一般社団法人 日本医療情報学会

[3-C-2-PS11-3] 地域包括ケア時代におけるとねっとの活用とこれからの可能性

中野 智紀 (社会医療法人ジャパンメディカルアライアンス東埼玉総合病院 在宅医療連拠点菜のはな)

平成24年度より稼働開始した埼玉利根保健医療圏医療ネットワークシステム(以下、とねっと)は行政と医師会とが協力してシステムの運用に当たっているという点が特徴として挙げられる。とねっとは「集中型」の情報連携方式を採用しており、我が国で初めての二次医療圏単位のEHRといえる。平成29年現在、二次医療圏内の約3割に相当する医療機関と約3万人の住民が加入しており、平成29年度からはEHRとして診療報酬(検査・画像情報提供加算)の算定も開始された。さらに、介護保険など新たな財源も確保することができ、長年大きな課題であった運用費用問題にも一定の目処が立ちつつある。
とねっとには基本的な情報参照の他、多彩な連携機能が実装されている。医療機関の受け入れ状況と患者情報の双方を活用して迅速な搬送に活用されている救急システムや、PHR、検査予約、地域連携パスおよび疾病管理機能などが挙げられる。
特に昨今では、Medical-care stationとの併用による在宅医療および地域包括ケアでの活用が広がっている。とねっとは高齢者や既に医療機関に通院する患者だけでなく、全住民の生涯にわたる情報共有が可能という特徴を有する。これらは、地域包括ケアの時代において大きな意義を持つと考えられる。さらにセキュアなSNSを併用することで多職種協働を向上させる可能性がある。
平成30年4月には、とねっとのシステム更新を予定している。既に活用が進むMedical-care stationとの統合による在宅医療における多職種協働のさらなる推進や、歯科や調剤薬局の参画、健康記録機能の向上やIoTへの対応を含む新たな機能実装による活用シーンの拡大、ユーザビリティの向上を予定している。さらに、利根医療圏から埼玉県、そして、さらなる広域を対象とした情報連携および参加医療機関数の拡大へ向けて、現在、改修作業を進めている。

指示: 引用文の「[3-C-2-PS11-3]」から「も一定の目処が立ちつつある。」までを(「も一定の目処が立ちつつある。」を含む)、「とねっと」を「利根ネット」に置き換えて書き出してください。 これらの行はこの作業に関係しません。

保存された行:
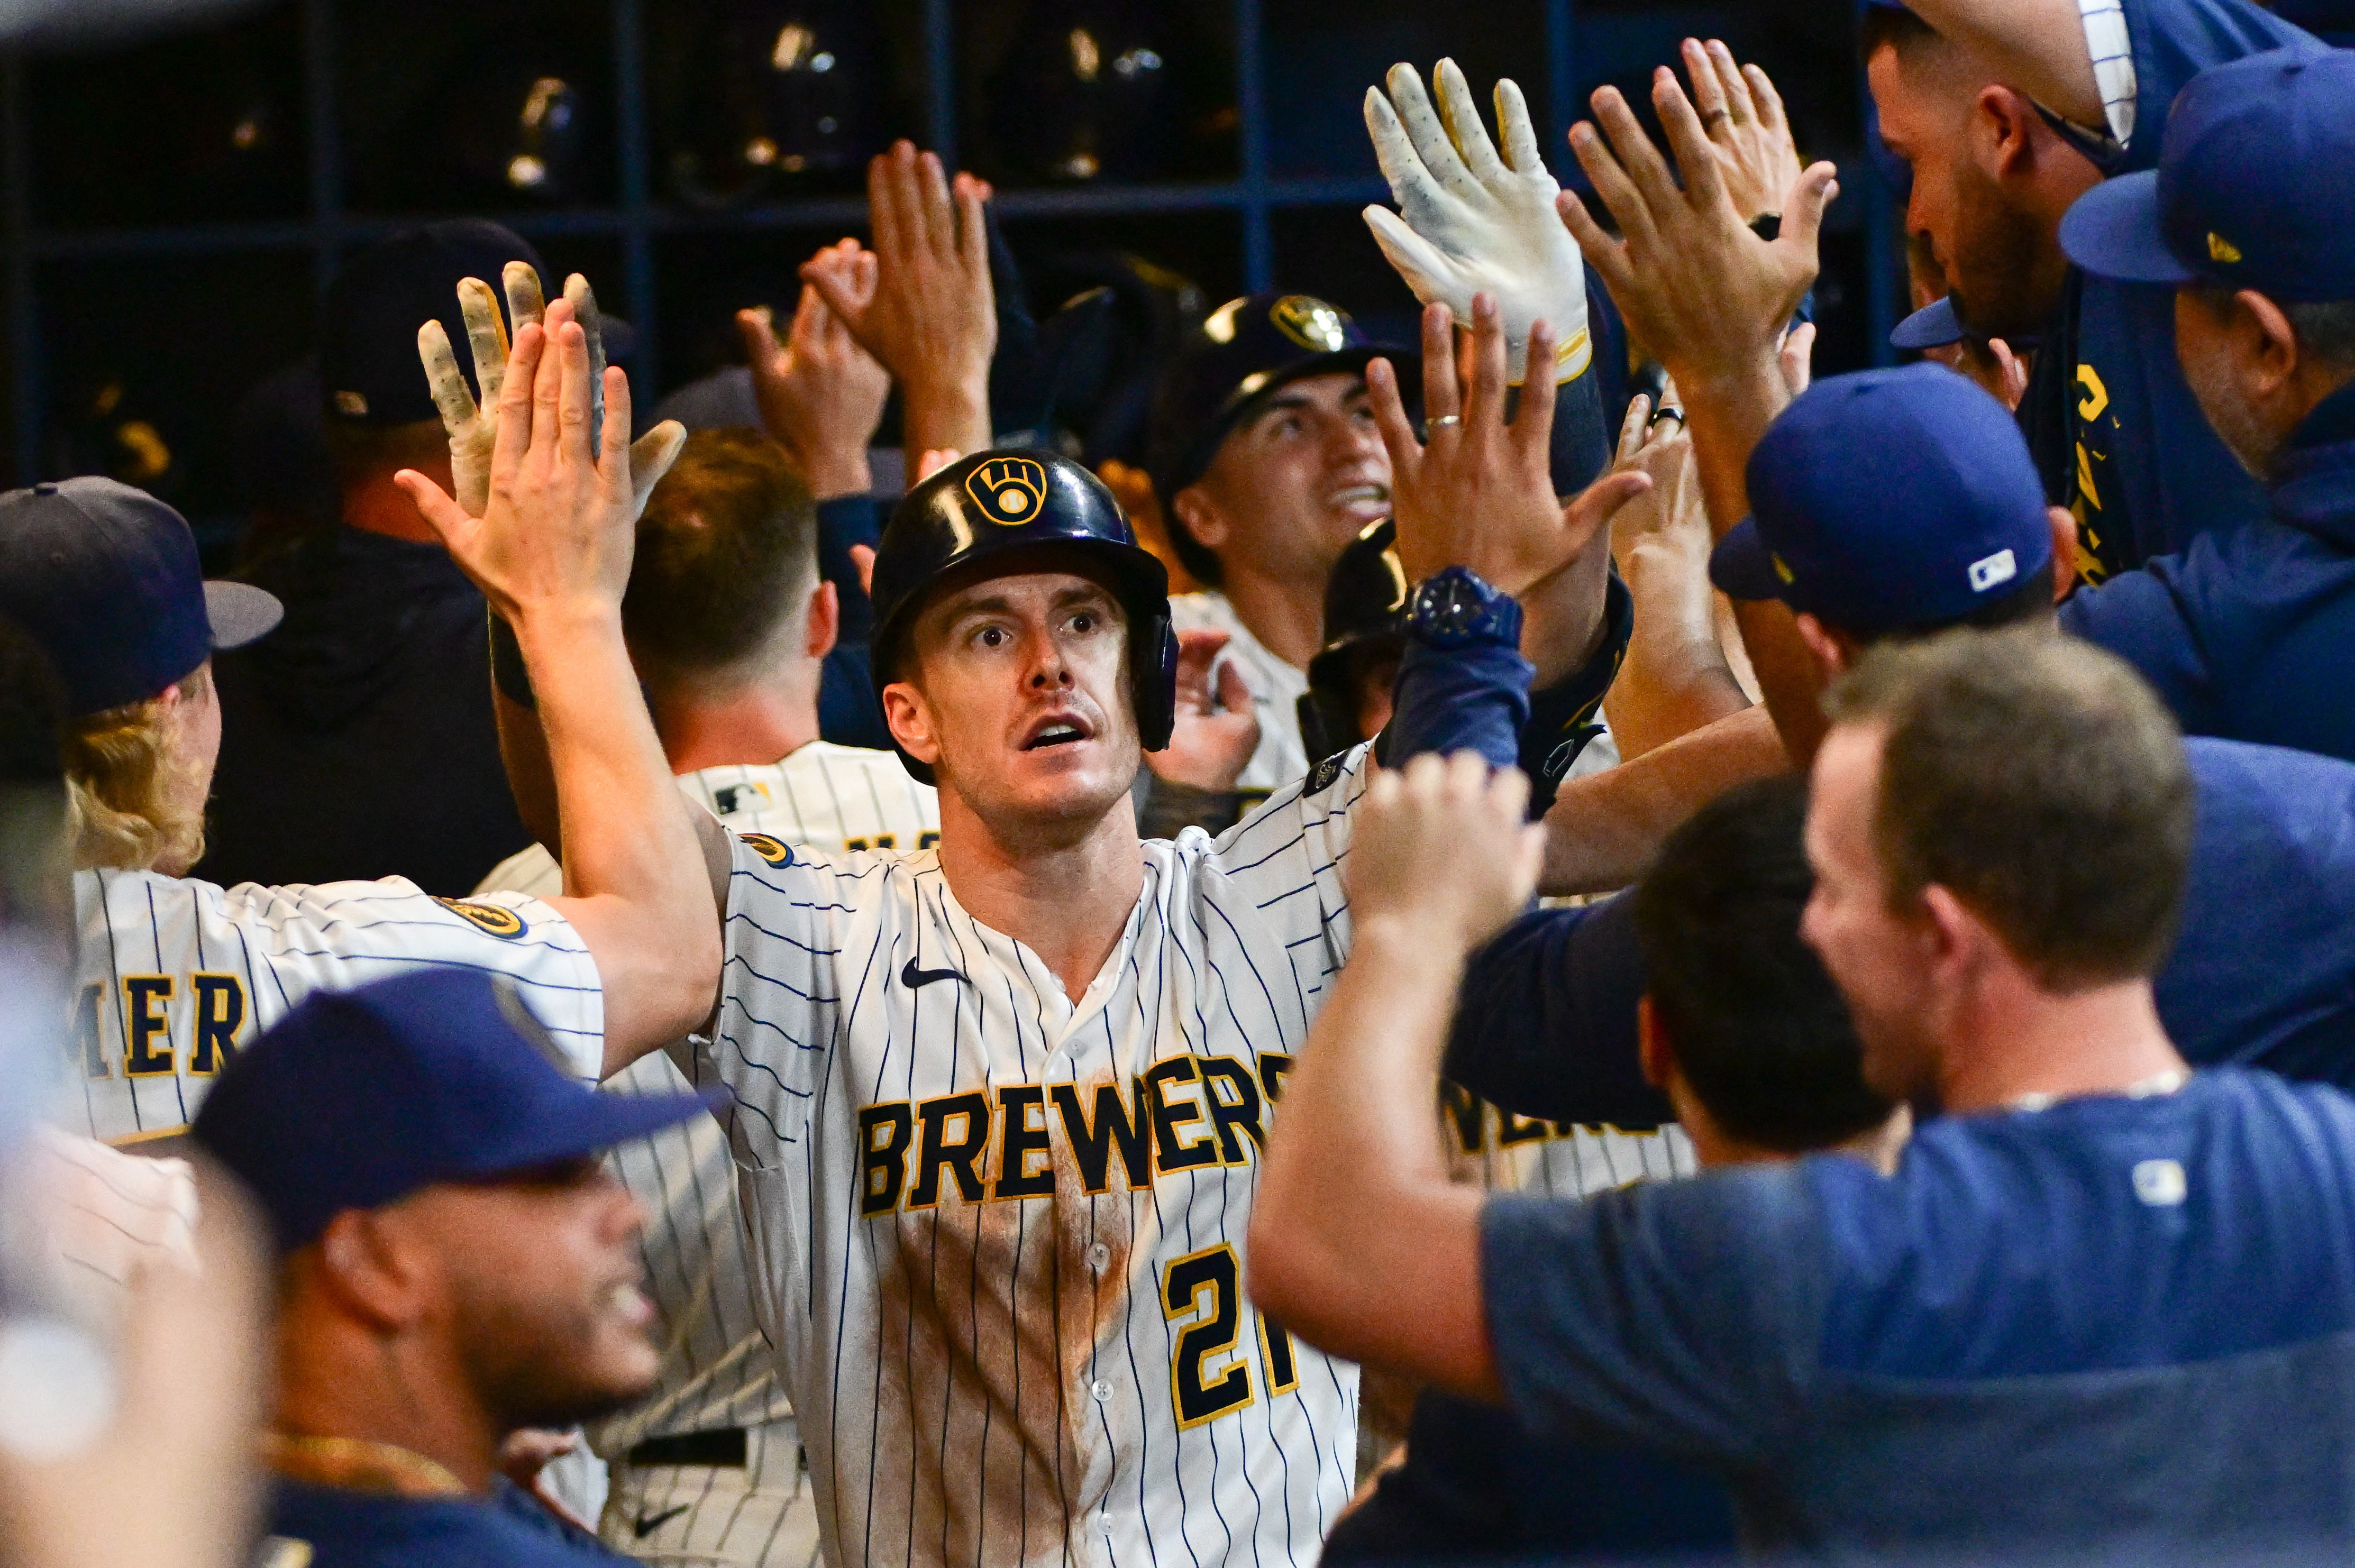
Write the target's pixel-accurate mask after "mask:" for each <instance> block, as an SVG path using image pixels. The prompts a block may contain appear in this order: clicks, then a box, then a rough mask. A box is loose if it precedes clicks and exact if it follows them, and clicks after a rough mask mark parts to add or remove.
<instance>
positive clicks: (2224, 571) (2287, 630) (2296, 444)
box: [2061, 386, 2355, 760]
mask: <svg viewBox="0 0 2355 1568" xmlns="http://www.w3.org/2000/svg"><path fill="white" fill-rule="evenodd" d="M2268 506H2270V516H2268V518H2258V520H2256V523H2247V525H2242V527H2237V530H2225V532H2209V534H2202V537H2197V539H2193V542H2190V546H2185V549H2183V551H2178V553H2169V556H2160V558H2155V560H2148V563H2143V567H2141V570H2134V572H2119V574H2117V577H2112V579H2108V582H2105V584H2101V586H2096V589H2079V591H2077V593H2075V596H2072V598H2070V600H2068V603H2065V605H2061V626H2065V629H2068V631H2075V633H2077V636H2082V638H2087V640H2089V643H2098V645H2103V647H2108V650H2110V652H2115V655H2119V657H2122V659H2127V662H2129V664H2134V666H2136V669H2138V671H2141V673H2143V678H2145V680H2150V685H2152V687H2155V690H2157V692H2160V697H2164V699H2167V706H2169V709H2174V713H2176V723H2181V725H2183V730H2185V732H2190V735H2223V737H2230V739H2247V742H2263V744H2268V746H2296V749H2301V751H2322V753H2329V756H2339V758H2348V760H2355V685H2350V683H2348V680H2346V666H2348V650H2355V386H2343V388H2339V391H2336V393H2334V396H2329V398H2324V400H2322V405H2320V407H2315V412H2313V414H2308V419H2306V421H2303V424H2301V426H2298V431H2296V436H2294V438H2291V443H2289V450H2287V452H2284V454H2282V459H2280V464H2277V466H2275V473H2273V483H2270V485H2268Z"/></svg>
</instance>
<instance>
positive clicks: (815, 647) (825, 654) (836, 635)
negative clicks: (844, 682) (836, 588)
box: [801, 582, 843, 659]
mask: <svg viewBox="0 0 2355 1568" xmlns="http://www.w3.org/2000/svg"><path fill="white" fill-rule="evenodd" d="M841 631H843V598H841V593H836V591H834V584H831V582H822V584H817V586H815V589H810V622H808V633H805V636H803V640H801V652H805V655H808V657H812V659H824V657H827V655H829V652H834V640H836V638H838V636H841Z"/></svg>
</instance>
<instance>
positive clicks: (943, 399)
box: [900, 365, 991, 452]
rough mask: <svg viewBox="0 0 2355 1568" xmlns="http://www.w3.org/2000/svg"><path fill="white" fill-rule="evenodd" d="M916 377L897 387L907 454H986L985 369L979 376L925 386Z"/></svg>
mask: <svg viewBox="0 0 2355 1568" xmlns="http://www.w3.org/2000/svg"><path fill="white" fill-rule="evenodd" d="M928 381H933V377H918V379H914V381H902V384H900V396H902V407H904V414H902V428H904V431H907V450H909V452H987V450H989V440H991V431H989V367H987V365H984V367H982V374H980V377H956V379H940V381H937V384H928Z"/></svg>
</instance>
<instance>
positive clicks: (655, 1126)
mask: <svg viewBox="0 0 2355 1568" xmlns="http://www.w3.org/2000/svg"><path fill="white" fill-rule="evenodd" d="M721 1095H723V1090H721V1092H716V1097H714V1099H711V1102H706V1099H702V1097H697V1095H619V1092H612V1095H601V1092H598V1090H591V1088H584V1085H582V1083H575V1081H572V1076H570V1074H568V1069H565V1067H563V1052H560V1050H558V1048H556V1043H553V1041H551V1038H549V1031H546V1029H542V1026H539V1022H537V1019H535V1017H532V1015H530V1010H525V1005H523V1001H520V998H518V994H516V986H513V982H509V979H499V977H492V975H480V972H476V970H419V972H414V975H400V977H396V979H382V982H377V984H370V986H360V989H356V991H313V994H311V996H309V998H304V1001H301V1003H299V1005H297V1008H294V1010H292V1012H287V1015H285V1017H283V1019H278V1024H276V1026H273V1029H268V1031H266V1034H264V1036H261V1038H259V1041H254V1043H252V1045H247V1048H245V1050H240V1052H238V1055H236V1057H233V1059H231V1062H228V1067H226V1069H221V1076H219V1081H214V1085H212V1092H210V1095H205V1107H203V1109H200V1111H198V1114H195V1128H193V1137H195V1142H198V1144H203V1147H205V1149H207V1151H210V1154H212V1156H214V1158H219V1161H221V1163H224V1165H228V1170H233V1172H236V1175H238V1177H240V1180H243V1182H245V1184H247V1187H250V1189H252V1191H254V1198H257V1201H259V1203H261V1208H264V1212H266V1215H268V1217H271V1227H273V1231H276V1236H278V1245H280V1250H287V1253H292V1250H297V1248H304V1245H309V1243H313V1241H318V1236H320V1231H325V1229H327V1222H330V1220H334V1217H337V1215H339V1212H344V1210H346V1208H384V1205H386V1203H398V1201H400V1198H405V1196H410V1194H414V1191H422V1189H426V1187H438V1184H443V1182H490V1180H497V1177H506V1175H516V1172H523V1170H532V1168H537V1165H553V1163H558V1161H570V1158H579V1156H584V1154H598V1151H603V1149H610V1147H615V1144H619V1142H624V1140H631V1137H643V1135H648V1132H659V1130H662V1128H669V1125H674V1123H681V1121H688V1118H690V1116H699V1114H702V1111H706V1109H711V1107H714V1104H718V1097H721Z"/></svg>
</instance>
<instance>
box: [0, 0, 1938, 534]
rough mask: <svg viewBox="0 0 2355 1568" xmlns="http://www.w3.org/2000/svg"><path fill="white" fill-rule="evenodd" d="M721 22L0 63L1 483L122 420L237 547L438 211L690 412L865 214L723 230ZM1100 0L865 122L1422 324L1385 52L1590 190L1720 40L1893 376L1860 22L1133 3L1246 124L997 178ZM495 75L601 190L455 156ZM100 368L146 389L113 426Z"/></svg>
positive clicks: (238, 26) (1392, 317) (1184, 270)
mask: <svg viewBox="0 0 2355 1568" xmlns="http://www.w3.org/2000/svg"><path fill="white" fill-rule="evenodd" d="M728 2H730V0H586V2H584V5H579V7H572V9H568V7H551V5H544V0H407V2H405V5H398V7H396V5H382V2H377V0H280V2H278V5H264V7H259V9H245V12H240V14H236V16H231V19H228V21H219V24H212V26H207V28H203V31H198V33H184V35H170V38H153V40H144V42H134V45H125V47H108V49H99V52H80V54H59V57H47V54H33V57H9V59H5V64H0V245H5V257H7V280H5V283H7V327H5V353H7V374H5V410H0V417H5V419H7V424H9V438H7V443H5V450H0V461H5V466H7V471H9V476H7V478H9V483H28V480H31V478H57V476H61V473H73V471H89V469H94V466H108V464H115V466H120V464H125V461H134V457H125V447H122V436H120V431H122V428H125V424H141V426H148V428H151V431H153V433H155V443H158V447H160V450H167V452H170V454H172V473H170V487H172V494H174V499H177V501H179V504H181V506H184V511H188V516H191V520H195V523H198V527H200V532H203V534H205V537H207V544H219V542H221V539H226V537H228V532H231V530H233V518H236V478H233V476H231V471H228V419H231V412H233V407H236V400H238V398H240V396H243V391H245V388H247V386H250V384H252V381H254V379H259V377H261V374H264V372H268V370H271V367H278V365H283V363H287V360H292V358H297V356H299V353H301V351H304V348H306V346H309V337H311V325H313V320H311V318H313V299H316V290H318V287H320V285H323V283H325V278H327V275H330V273H332V268H334V261H337V257H339V254H341V252H344V250H349V247H351V245H356V242H365V240H372V238H377V235H384V233H391V231H396V228H400V226H405V224H414V221H419V219H424V217H440V214H455V212H480V214H487V217H497V219H499V221H506V224H511V226H513V228H518V231H523V233H525V235H530V238H532V240H535V242H537V245H539V247H542V252H544V254H546V259H549V264H551V266H553V268H558V271H565V268H579V271H586V273H589V275H591V278H593V280H596V283H598V290H601V297H603V299H605V301H608V306H610V308H615V311H619V313H622V315H626V318H629V320H631V323H633V325H636V330H638V341H636V348H633V356H631V372H633V374H636V377H638V379H641V384H652V386H655V388H666V386H674V384H678V381H683V379H688V377H690V374H699V372H702V370H706V367H709V365H711V363H716V360H718V358H725V356H728V353H730V332H728V315H730V311H732V308H735V306H739V304H749V301H754V299H761V297H768V299H787V297H789V292H791V266H794V261H796V259H798V257H803V254H808V250H810V247H815V245H820V242H824V240H831V238H838V235H841V233H850V231H857V228H860V226H862V221H864V202H862V198H860V195H857V186H855V179H853V177H838V179H831V181H829V179H812V181H808V188H796V191H789V193H784V195H761V198H756V200H747V202H742V205H732V207H714V205H711V202H697V200H685V198H683V195H681V177H678V174H676V160H678V155H681V146H683V144H688V141H690V139H692V137H690V134H688V132H685V129H681V125H683V115H688V113H692V108H695V104H697V94H699V92H704V87H706V82H704V80H699V75H697V71H699V68H697V64H695V61H697V57H695V47H697V45H695V40H697V38H704V35H709V28H711V26H714V16H716V14H721V12H725V9H728ZM1088 2H1090V0H874V5H867V7H864V14H869V16H871V26H874V38H876V59H874V71H871V75H869V92H864V94H862V97H860V101H862V104H864V106H867V113H869V115H871V125H869V127H867V129H869V134H871V137H876V139H881V137H893V134H907V137H914V139H918V141H921V144H926V146H935V148H942V151H944V153H947V155H951V158H966V160H968V162H973V165H977V167H980V170H982V172H987V174H991V177H996V179H999V202H1001V217H1003V221H1006V228H1008V235H1010V238H1013V242H1015V247H1017V250H1020V252H1024V254H1027V257H1029V254H1034V252H1046V254H1048V257H1050V254H1053V252H1055V247H1057V245H1069V242H1079V240H1083V238H1116V240H1119V242H1123V245H1130V247H1135V250H1140V252H1145V254H1154V257H1156V259H1168V264H1173V266H1177V268H1180V271H1187V273H1189V275H1194V278H1196V280H1199V283H1201V285H1203V290H1206V294H1208V297H1210V299H1220V297H1225V294H1229V292H1241V290H1246V287H1265V285H1269V283H1286V285H1293V287H1307V290H1319V292H1328V294H1333V297H1335V299H1340V304H1345V306H1349V308H1354V311H1359V313H1364V315H1371V318H1387V320H1404V315H1406V311H1408V308H1411V301H1408V297H1406V292H1404V290H1401V287H1399V285H1397V280H1394V278H1392V275H1389V271H1387V268H1385V266H1382V264H1380V257H1378V252H1375V250H1373V245H1371V240H1366V235H1364V226H1361V221H1359V217H1356V207H1361V205H1364V202H1368V200H1382V198H1385V188H1382V184H1380V177H1378V172H1375V167H1373V155H1371V148H1368V146H1366V139H1364V132H1361V122H1359V99H1361V94H1364V87H1366V85H1368V82H1373V80H1378V78H1380V71H1382V68H1385V66H1387V64H1389V61H1394V59H1415V61H1425V64H1427V61H1429V59H1434V57H1437V54H1444V52H1448V54H1455V59H1458V61H1462V66H1465V68H1467V73H1470V75H1472V78H1474V82H1484V80H1486V78H1491V75H1498V73H1512V75H1517V78H1519V80H1521V85H1524V89H1526V92H1528V97H1531V108H1533V113H1535V115H1538V118H1540V120H1543V125H1545V127H1547V146H1550V155H1552V158H1554V162H1557V172H1559V174H1564V179H1566V181H1568V179H1575V165H1573V162H1571V158H1568V148H1566V146H1564V141H1561V132H1564V129H1566V127H1568V122H1571V120H1573V118H1575V115H1578V113H1580V111H1583V104H1585V94H1587V89H1590V87H1592V85H1597V82H1604V80H1613V82H1618V85H1623V87H1637V89H1641V82H1644V75H1646V71H1648V66H1651V64H1653V61H1660V59H1670V57H1672V49H1674V40H1677V38H1681V35H1684V33H1693V31H1703V33H1719V35H1724V38H1729V42H1733V47H1736V49H1738V52H1740V54H1743V57H1745V59H1759V61H1762V64H1766V68H1769V71H1771V73H1776V80H1778V82H1783V87H1785V92H1787V97H1790V99H1792V113H1795V122H1797V125H1799V129H1802V146H1804V151H1809V153H1811V155H1830V158H1837V160H1839V162H1842V170H1844V179H1842V184H1844V191H1846V200H1844V202H1839V207H1835V219H1832V226H1830V228H1832V233H1830V235H1827V240H1825V261H1827V266H1825V285H1823V346H1820V348H1818V363H1820V365H1825V367H1856V365H1865V363H1879V360H1886V358H1889V351H1886V348H1884V346H1882V344H1884V339H1886V325H1889V323H1891V320H1893V315H1896V313H1898V308H1900V290H1903V275H1900V268H1898V259H1900V257H1898V245H1896V210H1893V198H1891V191H1889V186H1886V184H1884V181H1882V177H1879V174H1877V172H1875V170H1872V165H1870V160H1868V158H1865V155H1863V118H1860V106H1863V92H1860V82H1858V80H1856V68H1853V14H1851V7H1846V5H1842V7H1823V5H1811V2H1806V0H1776V2H1762V0H1738V2H1736V0H1724V2H1719V5H1705V2H1674V0H1672V2H1665V5H1663V2H1660V0H1488V2H1484V5H1479V7H1465V5H1444V2H1434V0H1156V5H1152V7H1142V0H1137V7H1142V9H1145V12H1149V16H1152V26H1159V28H1163V35H1168V38H1173V40H1180V42H1170V45H1168V47H1166V49H1161V52H1163V54H1168V57H1170V59H1168V61H1161V64H1166V66H1170V68H1173V71H1175V68H1180V66H1182V68H1185V71H1187V73H1192V80H1194V82H1196V85H1199V82H1201V80H1213V82H1215V85H1222V87H1225V97H1227V99H1232V108H1229V113H1227V118H1225V120H1222V122H1218V125H1210V127H1208V129H1206V132H1201V134H1194V132H1189V141H1187V146H1182V148H1168V146H1156V144H1149V146H1142V151H1140V153H1137V158H1135V160H1133V162H1137V167H1147V170H1149V174H1147V177H1126V174H1121V170H1107V172H1102V174H1100V177H1097V179H1064V181H1022V179H1017V177H1006V174H1003V172H1001V170H994V167H991V160H996V162H1003V160H1006V146H1008V144H1010V141H1015V139H1020V137H1022V134H1024V113H1027V108H1029V87H1027V82H1029V78H1027V75H1024V71H1022V66H1024V49H1036V47H1039V38H1041V28H1048V33H1046V35H1053V26H1055V21H1053V19H1055V16H1057V14H1060V12H1057V7H1062V9H1072V7H1083V5H1088ZM742 5H747V7H751V9H763V7H765V12H782V9H787V7H782V5H777V0H742ZM1137 7H1130V9H1137ZM1095 9H1097V12H1100V9H1104V7H1102V5H1097V7H1095ZM1114 9H1119V7H1114ZM1041 16H1046V21H1041ZM579 19H589V24H582V21H579ZM568 21H570V26H565V24H568ZM697 28H702V33H697ZM502 71H504V73H516V71H546V73H551V75H560V78H563V80H570V82H575V85H577V87H579V104H582V113H584V115H589V118H591V125H589V127H586V132H584V134H582V148H584V151H579V158H577V165H575V167H577V172H579V184H577V188H572V191H568V193H565V195H563V198H560V200H542V198H537V195H530V193H506V195H502V188H499V184H497V179H487V177H483V172H473V174H466V177H457V174H452V172H450V167H447V160H443V162H440V165H438V162H436V155H433V134H436V125H438V115H443V118H445V115H447V113H450V111H452V104H450V94H452V92H459V89H455V87H450V85H452V82H480V80H487V78H495V75H497V73H502ZM436 94H440V97H436ZM1213 97H1215V94H1213ZM191 127H200V134H195V132H191ZM224 137H226V141H224ZM452 193H455V195H457V200H447V198H450V195H452ZM1036 271H1039V273H1041V275H1034V278H1031V283H1034V294H1043V292H1048V290H1053V261H1048V264H1046V266H1043V268H1036ZM1036 304H1039V306H1041V308H1046V306H1053V304H1055V299H1053V297H1041V299H1036ZM125 367H130V374H127V377H125ZM108 377H113V379H115V381H127V386H125V391H122V393H120V396H118V403H115V405H108V410H106V414H104V417H101V414H99V410H97V403H104V398H106V384H108ZM125 400H127V403H125Z"/></svg>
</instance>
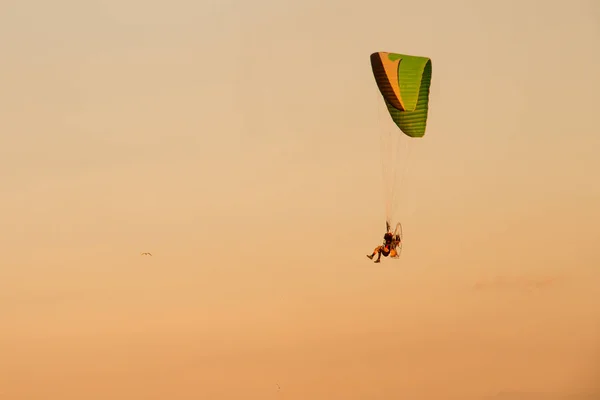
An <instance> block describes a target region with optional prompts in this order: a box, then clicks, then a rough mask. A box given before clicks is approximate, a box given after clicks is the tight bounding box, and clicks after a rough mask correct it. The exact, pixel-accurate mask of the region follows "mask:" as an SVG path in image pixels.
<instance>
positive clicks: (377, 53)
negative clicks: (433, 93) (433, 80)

想定解答:
[3-C-2-PS11-3] 地域包括ケア時代における利根ネットの活用とこれからの可能性

中野 智紀 (社会医療法人ジャパンメディカルアライアンス東埼玉総合病院 在宅医療連拠点菜のはな)

平成24年度より稼働開始した埼玉利根保健医療圏医療ネットワークシステム(以下、利根ネット)は行政と医師会とが協力してシステムの運用に当たっているという点が特徴として挙げられる。利根ネットは「集中型」の情報連携方式を採用しており、我が国で初めての二次医療圏単位のEHRといえる。平成29年現在、二次医療圏内の約3割に相当する医療機関と約3万人の住民が加入しており、平成29年度からはEHRとして診療報酬(検査・画像情報提供加算)の算定も開始された。さらに、介護保険など新たな財源も確保することができ、長年大きな課題であった運用費用問題にも一定の目処が立ちつつある。